▶ **TESTO DEL DOCUMENTO**
Oltretutto, non si può nemmeno bollare l’ex presidente della Bce come “semplice” espressione della casta e dei poteri forti, come tecnocrate trilaterale che vive nella torre d’avorio dei banchieri, dei massoni, dei milionari eccetera eccetera perché il personaggio ha in più occasioni dimostrato di conoscere a menadito il carattere degli italiani, noto popolo di ferrei principi e di spigolosa dirittura etico-morale. E infatti per convincere i milioni di no vax e boh vax e scettici e sospettosi che mai e poi mai si sarebbero piegati alla nuova dittatura sanitaria e che mai e poi mai avrebbero rinunciato al principio sacro e inviolabile della libera scelta e che mai e poi mai si sarebbero fatti inoculare sieri sconosciuti che a voi ve lo dicono che li hanno testati e che invece mio cugino mi ha detto che poi vedrai cosa ti succede e che i quarantamila macachi che hanno sperimentato lo Pfizer adesso sono tutti morti e che se non vai a letto dopo Carosello arriva l’AstraZeneca e ti mette dentro a un sacco, insomma, a tutta questa massa iraconda, intrattabile e incorruttibile ha detto una semplice cosa. Niente Green pass? Allora, niente caffè al bar e niente spaghettata in trattoria. Attenzione, non ha detto niente scuola, niente lavoro, niente trasporti (cose poco importanti). Ha detto niente caffè e niente spaghetti (cose molto importanti). Bene, dopo un nanosecondo c’era gente che si scapicollava alle prenotazioni, salti di coda, raccomandazioni di porporati, lei non sa chi sono io, io sono invalido della Grande Guerra, mio zio era bersagliere e tutta una sequela di palle spaziali pur di ottenere il permesso di farsi un giro di bianchi sporchi in fiaschetteria assieme agli amici del biliardo, alla faccia di tutto quello che avevano giurato e spergiurato nei mesi precedenti e alla faccia di Borghi, di Di Battista e della Meloni, che l’hanno lasciata sola a ululare sulla vergogna del terrore vaccinale. Gli italiani, che popolo meraviglioso.

▶ **ESERCIZI**
• 1. Rispondi alle domande sul testo sul Green pass.
(a) Di quale istituzione era presidente il personaggio di cui si parla?
(b) Senza Green pass, quali due cose non si sarebbero più potute fare?
(c) Quali tre cose il testo dice che non sono state vietate?
• 2. Prosegui il testo sul Green pass dopo la sua ultima frase.

▶ **MATERIALE ESTRATTO**
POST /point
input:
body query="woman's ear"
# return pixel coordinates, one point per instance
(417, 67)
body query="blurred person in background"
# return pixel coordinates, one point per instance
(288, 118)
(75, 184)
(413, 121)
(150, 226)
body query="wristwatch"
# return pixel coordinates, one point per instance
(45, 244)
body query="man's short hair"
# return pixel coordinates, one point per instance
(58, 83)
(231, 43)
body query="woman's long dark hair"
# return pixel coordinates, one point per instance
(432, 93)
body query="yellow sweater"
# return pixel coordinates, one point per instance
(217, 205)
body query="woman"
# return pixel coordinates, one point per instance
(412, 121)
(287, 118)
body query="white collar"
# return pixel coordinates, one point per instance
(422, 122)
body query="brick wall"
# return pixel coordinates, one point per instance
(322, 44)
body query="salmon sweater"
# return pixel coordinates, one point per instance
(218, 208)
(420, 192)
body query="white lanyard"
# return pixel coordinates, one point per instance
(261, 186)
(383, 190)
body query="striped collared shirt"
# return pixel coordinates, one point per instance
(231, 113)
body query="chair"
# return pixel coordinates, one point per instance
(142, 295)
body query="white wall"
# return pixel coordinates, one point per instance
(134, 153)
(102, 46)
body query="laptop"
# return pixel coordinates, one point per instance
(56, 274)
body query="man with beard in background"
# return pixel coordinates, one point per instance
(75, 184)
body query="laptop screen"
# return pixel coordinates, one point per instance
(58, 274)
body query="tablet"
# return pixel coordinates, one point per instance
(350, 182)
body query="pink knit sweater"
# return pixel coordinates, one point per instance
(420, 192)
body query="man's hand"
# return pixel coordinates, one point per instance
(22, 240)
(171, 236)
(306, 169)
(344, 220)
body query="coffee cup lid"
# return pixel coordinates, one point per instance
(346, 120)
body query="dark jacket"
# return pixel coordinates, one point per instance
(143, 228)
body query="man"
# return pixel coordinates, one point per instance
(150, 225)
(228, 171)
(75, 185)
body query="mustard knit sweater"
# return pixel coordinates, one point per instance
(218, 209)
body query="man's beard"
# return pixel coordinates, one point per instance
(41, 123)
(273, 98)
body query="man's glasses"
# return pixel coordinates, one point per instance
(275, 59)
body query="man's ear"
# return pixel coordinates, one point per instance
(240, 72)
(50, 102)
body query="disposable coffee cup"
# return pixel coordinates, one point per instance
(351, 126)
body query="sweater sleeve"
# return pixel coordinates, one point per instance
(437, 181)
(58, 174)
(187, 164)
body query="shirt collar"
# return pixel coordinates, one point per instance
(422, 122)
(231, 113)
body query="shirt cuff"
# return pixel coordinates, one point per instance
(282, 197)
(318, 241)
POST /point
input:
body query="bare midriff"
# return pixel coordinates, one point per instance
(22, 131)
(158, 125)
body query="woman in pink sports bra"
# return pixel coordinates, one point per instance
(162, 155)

▶ **SOLUZIONI**
• 1.
(a) Della Bce.
(b) Prendere il caffè al bar e fare una spaghettata in trattoria.
(c) La scuola, il lavoro e i trasporti.

• 2.
C’è un abisso tra Draghi e i politici. Un abisso abissale. Un abisso inquietante, nel quale il premier può fare quello che vuole. Forse è questo il Gog e Magog di cui la politica dovrebbe occuparsi, invece di straparlare di vaccini e invece di dare patenti di eroe o di killer a un ex assessore pistolero senza sapere nulla di quello che è successo. E’ a forza di cialtroneria e di demagogia che dalla democrazia si finisce nella monarchia.